Border Group, Carboniferous of the Tweed and Northumberland–Solway basins
|Stone, P, McMillan, A A, Floyd, J D, Barnes, R P, and Phillips, E R. 2012. British regional geology: South of Scotland. Fourth edition. Keyworth, Nottingham: British Geological Survey.|
The Border Group has a more-or-less continuous outcrop along the northern margin of the Northumberland–Solway Basin but in the east this lies entirely on the English side of the border (P912313). The outcrop spans the border to the north of Keilder and thence extends westward to Newcastleton, Ecclefechan and the Southerness area of the Kirkbean outlier.
In general, the Ballagan Formation becomes more marine in character, both upward and laterally towards the south-east, as it passes conformably and diachronously up into the Lyne Formation of the Border Group. The Lyne Formation is late Tournaisian–Arundian in age and in the main part of its outcrop, which lies south of the English border, it comprises cyclical sequences of fine-grained subarkosic sandstone, siltstone, mudstone, thin beds of limestone or dolostone, and anhydrite: the Lynebank, Bewcastle, Main Algal, Cambeck, and Easton Anhydrite members are recognised (P912354). At outcrop, the Lyne Formation is up to about 1000 m thick but the Easton Anhydrite Member has been proved in boreholes to comprise anhydrite abundantly interbedded through about 1300 m of clastic strata at about the level of the Lynebank and Bewcastle members. Deposition took place in a fluctuating network of peritidal, deltaic and fluvial environments subject to occasional marine incursions, with the anhydrite probably accumulating under sabkha conditions.

RAW RECORDS.
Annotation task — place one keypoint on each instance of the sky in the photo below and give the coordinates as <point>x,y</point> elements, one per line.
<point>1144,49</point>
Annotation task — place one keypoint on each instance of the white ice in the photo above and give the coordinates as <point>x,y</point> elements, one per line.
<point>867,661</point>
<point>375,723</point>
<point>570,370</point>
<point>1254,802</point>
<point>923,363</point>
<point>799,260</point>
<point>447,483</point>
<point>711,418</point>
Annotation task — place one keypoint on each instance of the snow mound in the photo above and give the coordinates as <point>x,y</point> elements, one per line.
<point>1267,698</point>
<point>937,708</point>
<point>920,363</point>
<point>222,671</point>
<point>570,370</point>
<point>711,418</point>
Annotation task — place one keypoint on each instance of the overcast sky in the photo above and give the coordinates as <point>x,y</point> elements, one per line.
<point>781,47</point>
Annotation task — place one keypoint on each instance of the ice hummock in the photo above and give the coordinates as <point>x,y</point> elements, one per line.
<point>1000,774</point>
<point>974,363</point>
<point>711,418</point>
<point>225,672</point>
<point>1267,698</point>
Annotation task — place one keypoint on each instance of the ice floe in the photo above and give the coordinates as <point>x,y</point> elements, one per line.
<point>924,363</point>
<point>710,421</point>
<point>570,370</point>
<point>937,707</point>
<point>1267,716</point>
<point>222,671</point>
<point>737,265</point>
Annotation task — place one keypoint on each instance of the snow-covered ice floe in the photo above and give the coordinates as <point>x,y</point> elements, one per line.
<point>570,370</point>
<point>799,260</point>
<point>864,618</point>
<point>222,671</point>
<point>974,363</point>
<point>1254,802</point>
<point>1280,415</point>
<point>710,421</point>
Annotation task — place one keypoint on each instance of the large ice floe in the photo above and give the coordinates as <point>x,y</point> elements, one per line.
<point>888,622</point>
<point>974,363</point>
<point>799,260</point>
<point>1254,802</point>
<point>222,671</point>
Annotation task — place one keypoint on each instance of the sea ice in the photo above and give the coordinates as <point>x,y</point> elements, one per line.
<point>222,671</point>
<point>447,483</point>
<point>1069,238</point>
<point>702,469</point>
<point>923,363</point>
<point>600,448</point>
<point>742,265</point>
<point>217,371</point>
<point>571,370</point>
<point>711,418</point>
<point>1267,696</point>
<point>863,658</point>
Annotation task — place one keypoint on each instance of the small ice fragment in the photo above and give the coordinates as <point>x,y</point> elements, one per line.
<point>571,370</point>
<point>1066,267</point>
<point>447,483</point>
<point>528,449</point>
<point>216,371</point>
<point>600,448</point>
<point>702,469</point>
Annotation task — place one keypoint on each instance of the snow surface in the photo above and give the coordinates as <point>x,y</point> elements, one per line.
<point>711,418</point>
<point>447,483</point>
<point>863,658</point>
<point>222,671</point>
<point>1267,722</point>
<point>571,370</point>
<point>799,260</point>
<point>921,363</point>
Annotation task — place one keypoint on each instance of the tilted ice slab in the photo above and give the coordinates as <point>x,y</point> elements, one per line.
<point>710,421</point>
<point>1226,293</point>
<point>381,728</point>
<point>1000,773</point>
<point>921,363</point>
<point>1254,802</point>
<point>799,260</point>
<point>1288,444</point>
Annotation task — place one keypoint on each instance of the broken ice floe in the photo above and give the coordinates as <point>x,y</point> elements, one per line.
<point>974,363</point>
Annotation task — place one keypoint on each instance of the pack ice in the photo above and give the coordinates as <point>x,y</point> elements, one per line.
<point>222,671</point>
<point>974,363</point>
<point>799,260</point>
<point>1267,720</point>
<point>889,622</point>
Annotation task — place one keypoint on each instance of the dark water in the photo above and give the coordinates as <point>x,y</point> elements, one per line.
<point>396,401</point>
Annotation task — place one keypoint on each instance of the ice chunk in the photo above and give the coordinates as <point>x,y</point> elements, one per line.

TASK INSTRUCTIONS. Extend the passage on the Border Group geology, starting after its final sentence about sabkha conditions.

ANSWER TO THIS EXERCISE.
Much of the Scottish succession is assigned to the Southerness Limestone Member, about 135 m of thinly interbedded calcareous mudstone, siltstone and limestone. The member is best seen in the Kirkbean Outlier where it is richly fossiliferous, with a varied marine fauna of Chadian to Arundian age, and contains two distinctive algal stromatolite bands each about 1 m thick (P220451). The stromatolites resemble dome types from algal beds of the Lyne Formation in the Northumberland Basin. Individual domes are up to 30 cm in diameter with a relief of 10–15 cm, and are set in a calcareous mudstone matrix. They probably formed in a low intertidal to shallow subtidal depositional environment since there are signs of limited reworking. The algal bands are developed in two of three sedimentary cycles identified in the upper part of the member as follows:
- 1. Flaggy, micaceous sandstone with ripple marks and plant remains
- 5. Interbedded limestone and mudstones
- 4. Nodular algal band (in two of the three cycles)
- 3. Argillaceous limestone interbedded with calcareous mudstone
- 2. Fine grained, rippled sandstone
- 1. Flaggy, micaceous sandstone with ripple marks and plant remains
Each cycle commences with sandstones deposited in a littoral environment. These are succeeded by calcareous beds, formed under shallow subtidal conditions, but with some sandy limestones containing oolites as an indication that the sediments were at times affected by wave action. The cyclicity may be attributed to variation in subsidence rate and terriginous sediment input, both perhaps related to movement on the basin boundary faults.
Around Newcastleton and Ecclefechan, the member contains an Arundian fauna of brachiopods, bivalves, foraminifera and ostracods that suggests a stratigraphical level equivalent to the Cambeck Member. Also present, both there and in the Kirkbean Outlier, are limestone beds (respectively the ‘Harden Beds’ and Syringothyris Limestone Bed) of possible equivalence to the Whitberry Marine Band that farther south marks the base of the Fell Sandstone Formation. However, stratigraphically above the Syringothyris Limestone Bed at Southerness are the two distinctive algal stromatolite bands of ‘Lyne Formation type’. If these stratigraphical correlations are correct, then the Southerness Limestone Member ranges diachronously higher than the top of the Lyne Formation elsewhere in the Solway and Northumberland basins.
In the Rerrick Outlier, the Orroland Member of the Lyne Formation comprises about 280 m of red beds formed under subaerial conditions on the margin of the Solway Basin against the syntectonically active North Solway Fault (P912351). The fining-upward cycles of conglomerate, sandstone, siltstone and calcrete–palaeosol are sporadically interrupted by marine beds of greyish red, fossiliferous limestone, which is locally oolitic. A mostly detrital fauna of corals, brachiopods and bivalves suggests correlation with the Syringothyris Limestone in the Southerness succession.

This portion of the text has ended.